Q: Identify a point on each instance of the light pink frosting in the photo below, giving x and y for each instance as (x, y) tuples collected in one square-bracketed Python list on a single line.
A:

--

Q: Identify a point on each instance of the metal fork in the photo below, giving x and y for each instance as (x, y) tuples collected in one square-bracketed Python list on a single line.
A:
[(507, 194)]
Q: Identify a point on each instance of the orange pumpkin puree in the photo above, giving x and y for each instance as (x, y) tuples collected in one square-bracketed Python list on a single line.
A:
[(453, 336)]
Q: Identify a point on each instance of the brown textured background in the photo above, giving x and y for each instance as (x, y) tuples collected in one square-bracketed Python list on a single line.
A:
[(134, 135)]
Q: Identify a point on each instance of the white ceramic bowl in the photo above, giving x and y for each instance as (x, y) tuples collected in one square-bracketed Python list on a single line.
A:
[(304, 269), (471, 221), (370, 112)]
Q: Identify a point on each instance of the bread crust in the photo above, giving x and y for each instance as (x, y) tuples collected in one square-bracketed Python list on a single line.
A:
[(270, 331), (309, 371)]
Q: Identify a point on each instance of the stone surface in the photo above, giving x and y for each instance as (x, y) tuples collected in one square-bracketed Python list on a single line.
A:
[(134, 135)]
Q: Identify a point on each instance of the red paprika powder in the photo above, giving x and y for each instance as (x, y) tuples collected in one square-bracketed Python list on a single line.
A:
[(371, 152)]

PROBLEM TO WORK ON =>
Add 40 to every coordinate number in the answers, then write out again every line from the one with "Q: Identify a point on each instance of the bread" up to and including the one with "[(371, 152)]", leaving all other text in those rows unchanged.

SOLUTION TO THE EXERCISE =>
Q: Identify a point on each instance of the bread crust in the photo above, giving x and y for each instance as (x, y) tuples collected in one square-bracketed Python list on a single line.
A:
[(310, 371), (349, 411)]
Q: Identify a point on each instance of the stone surface in the photo above, giving x and y for each instance as (x, y) tuples collected in one square-bracketed Python list on a single line.
A:
[(174, 175)]
Q: Identify a point on each instance of the red paprika powder in the photo above, giving x and y for each instance as (x, y) tuples collected in one square-bracketed Python list on a single line.
A:
[(411, 192)]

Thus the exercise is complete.